__PROBLEM STATEMENT__
Swap "slender" for "thin" in the entries from the line containing "I'd really appreciate it if you could find every tip" through the line containing "[112,50,135,261]", inclusive, and return only those lines with nothing else changed.

(Stored dataset entries)
***

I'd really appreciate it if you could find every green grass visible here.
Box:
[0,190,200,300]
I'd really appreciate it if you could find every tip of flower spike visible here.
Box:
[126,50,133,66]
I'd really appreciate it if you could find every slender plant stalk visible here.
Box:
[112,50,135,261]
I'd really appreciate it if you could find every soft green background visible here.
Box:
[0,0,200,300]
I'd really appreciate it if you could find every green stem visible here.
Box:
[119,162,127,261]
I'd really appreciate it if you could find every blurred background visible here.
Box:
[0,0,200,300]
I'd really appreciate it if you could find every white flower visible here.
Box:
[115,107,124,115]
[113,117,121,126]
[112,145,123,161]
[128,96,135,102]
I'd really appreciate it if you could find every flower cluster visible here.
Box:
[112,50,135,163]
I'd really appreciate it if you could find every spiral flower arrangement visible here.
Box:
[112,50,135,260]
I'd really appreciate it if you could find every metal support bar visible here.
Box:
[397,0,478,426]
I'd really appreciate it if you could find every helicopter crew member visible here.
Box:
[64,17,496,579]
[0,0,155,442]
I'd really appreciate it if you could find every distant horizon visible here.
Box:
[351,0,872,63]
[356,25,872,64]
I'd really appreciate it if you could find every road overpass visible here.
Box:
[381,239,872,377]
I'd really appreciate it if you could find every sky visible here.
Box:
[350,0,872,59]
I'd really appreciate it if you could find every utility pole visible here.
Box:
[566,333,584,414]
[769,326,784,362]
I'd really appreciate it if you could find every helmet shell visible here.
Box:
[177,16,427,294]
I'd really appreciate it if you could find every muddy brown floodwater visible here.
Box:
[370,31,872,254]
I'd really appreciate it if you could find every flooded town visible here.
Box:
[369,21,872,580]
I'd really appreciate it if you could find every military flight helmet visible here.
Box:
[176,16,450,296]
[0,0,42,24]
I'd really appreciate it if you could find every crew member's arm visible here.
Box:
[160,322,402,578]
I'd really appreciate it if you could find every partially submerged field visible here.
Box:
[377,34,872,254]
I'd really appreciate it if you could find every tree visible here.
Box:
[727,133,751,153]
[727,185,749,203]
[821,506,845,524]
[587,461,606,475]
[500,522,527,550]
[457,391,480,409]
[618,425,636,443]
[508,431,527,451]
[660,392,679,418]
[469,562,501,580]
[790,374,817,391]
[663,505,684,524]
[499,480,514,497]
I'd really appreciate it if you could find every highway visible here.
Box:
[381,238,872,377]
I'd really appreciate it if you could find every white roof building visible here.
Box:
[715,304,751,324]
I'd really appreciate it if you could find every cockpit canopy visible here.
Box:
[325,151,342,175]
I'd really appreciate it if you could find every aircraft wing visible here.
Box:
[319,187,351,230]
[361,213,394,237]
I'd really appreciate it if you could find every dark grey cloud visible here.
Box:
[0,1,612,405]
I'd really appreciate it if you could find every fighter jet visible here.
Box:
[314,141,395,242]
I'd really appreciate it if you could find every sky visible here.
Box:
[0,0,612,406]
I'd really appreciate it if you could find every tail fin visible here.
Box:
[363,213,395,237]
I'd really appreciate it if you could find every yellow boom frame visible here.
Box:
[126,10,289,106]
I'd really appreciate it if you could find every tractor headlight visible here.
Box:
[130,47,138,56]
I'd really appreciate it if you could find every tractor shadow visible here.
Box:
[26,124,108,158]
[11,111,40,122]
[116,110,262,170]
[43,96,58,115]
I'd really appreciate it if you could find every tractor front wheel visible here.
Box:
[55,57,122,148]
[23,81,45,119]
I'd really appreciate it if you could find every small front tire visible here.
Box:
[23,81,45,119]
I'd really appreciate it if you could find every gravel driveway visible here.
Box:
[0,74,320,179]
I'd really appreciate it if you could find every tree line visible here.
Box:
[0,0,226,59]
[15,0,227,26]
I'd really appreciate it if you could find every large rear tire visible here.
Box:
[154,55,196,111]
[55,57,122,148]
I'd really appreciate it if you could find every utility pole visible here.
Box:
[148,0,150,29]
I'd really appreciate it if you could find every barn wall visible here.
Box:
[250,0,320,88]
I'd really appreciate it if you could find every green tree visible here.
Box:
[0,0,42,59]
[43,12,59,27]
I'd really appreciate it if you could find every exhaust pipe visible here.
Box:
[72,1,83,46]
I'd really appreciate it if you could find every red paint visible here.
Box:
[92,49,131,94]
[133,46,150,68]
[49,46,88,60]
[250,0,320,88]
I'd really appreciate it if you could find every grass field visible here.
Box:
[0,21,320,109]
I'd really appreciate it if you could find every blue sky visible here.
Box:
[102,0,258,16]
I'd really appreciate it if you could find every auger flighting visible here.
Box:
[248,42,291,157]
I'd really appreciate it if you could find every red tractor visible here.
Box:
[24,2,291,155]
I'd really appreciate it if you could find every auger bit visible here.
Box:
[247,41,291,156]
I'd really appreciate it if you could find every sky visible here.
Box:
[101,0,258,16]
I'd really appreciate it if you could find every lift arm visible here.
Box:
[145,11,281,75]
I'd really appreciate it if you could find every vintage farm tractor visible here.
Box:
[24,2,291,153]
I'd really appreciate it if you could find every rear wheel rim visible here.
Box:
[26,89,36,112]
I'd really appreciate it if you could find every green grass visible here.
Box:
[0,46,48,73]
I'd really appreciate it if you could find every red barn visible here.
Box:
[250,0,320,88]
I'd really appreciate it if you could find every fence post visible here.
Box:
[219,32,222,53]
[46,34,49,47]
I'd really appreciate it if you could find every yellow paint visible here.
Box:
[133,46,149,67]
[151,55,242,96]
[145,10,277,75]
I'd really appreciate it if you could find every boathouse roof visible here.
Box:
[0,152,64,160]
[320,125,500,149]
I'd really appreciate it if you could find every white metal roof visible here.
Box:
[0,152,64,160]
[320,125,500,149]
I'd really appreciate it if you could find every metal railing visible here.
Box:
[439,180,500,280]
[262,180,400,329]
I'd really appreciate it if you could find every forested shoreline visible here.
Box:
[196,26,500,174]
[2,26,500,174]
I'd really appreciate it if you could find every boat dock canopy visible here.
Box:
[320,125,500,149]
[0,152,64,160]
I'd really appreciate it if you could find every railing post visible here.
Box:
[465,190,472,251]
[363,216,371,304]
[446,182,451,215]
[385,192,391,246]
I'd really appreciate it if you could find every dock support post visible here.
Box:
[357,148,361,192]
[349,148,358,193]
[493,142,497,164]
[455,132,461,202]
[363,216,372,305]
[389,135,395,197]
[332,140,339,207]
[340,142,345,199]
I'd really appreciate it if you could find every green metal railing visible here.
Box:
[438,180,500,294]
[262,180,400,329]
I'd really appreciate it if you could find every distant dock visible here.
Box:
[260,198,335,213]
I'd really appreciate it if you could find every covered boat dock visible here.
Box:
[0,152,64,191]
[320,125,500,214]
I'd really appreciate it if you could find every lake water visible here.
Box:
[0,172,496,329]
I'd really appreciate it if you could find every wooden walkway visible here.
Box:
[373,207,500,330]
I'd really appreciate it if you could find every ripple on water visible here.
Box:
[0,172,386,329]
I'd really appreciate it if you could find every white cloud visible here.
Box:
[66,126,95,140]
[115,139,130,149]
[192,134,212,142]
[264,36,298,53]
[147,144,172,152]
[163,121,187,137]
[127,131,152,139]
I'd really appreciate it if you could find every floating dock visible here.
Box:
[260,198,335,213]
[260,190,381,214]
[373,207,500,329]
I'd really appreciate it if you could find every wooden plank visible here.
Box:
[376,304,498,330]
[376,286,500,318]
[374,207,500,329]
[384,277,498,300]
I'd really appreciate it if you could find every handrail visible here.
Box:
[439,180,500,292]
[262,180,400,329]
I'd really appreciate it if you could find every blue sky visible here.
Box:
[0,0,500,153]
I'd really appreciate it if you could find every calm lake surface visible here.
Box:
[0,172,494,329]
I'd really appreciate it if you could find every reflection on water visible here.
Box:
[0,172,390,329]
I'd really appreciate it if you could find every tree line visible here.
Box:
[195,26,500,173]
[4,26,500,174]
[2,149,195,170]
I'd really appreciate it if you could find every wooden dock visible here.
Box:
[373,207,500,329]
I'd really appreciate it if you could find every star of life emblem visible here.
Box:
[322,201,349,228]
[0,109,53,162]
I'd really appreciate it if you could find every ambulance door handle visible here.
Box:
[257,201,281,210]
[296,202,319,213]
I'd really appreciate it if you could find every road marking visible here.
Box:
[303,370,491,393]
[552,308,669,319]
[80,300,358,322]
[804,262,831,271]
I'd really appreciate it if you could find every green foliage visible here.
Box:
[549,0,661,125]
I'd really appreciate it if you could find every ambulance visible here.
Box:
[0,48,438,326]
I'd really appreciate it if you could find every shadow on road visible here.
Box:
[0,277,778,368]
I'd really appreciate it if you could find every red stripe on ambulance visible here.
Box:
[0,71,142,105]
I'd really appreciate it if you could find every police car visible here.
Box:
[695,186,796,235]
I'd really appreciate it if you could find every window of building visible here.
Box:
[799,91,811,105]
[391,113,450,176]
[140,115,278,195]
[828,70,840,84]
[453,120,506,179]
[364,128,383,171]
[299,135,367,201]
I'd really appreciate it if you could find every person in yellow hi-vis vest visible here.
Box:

***

__TASK SOLUTION__
I'd really appreciate it if you could find every tip of flower spike visible here.
Box:
[126,50,133,66]
I'd really appreciate it if you could find every thin plant stalk visible here.
Box:
[112,50,135,261]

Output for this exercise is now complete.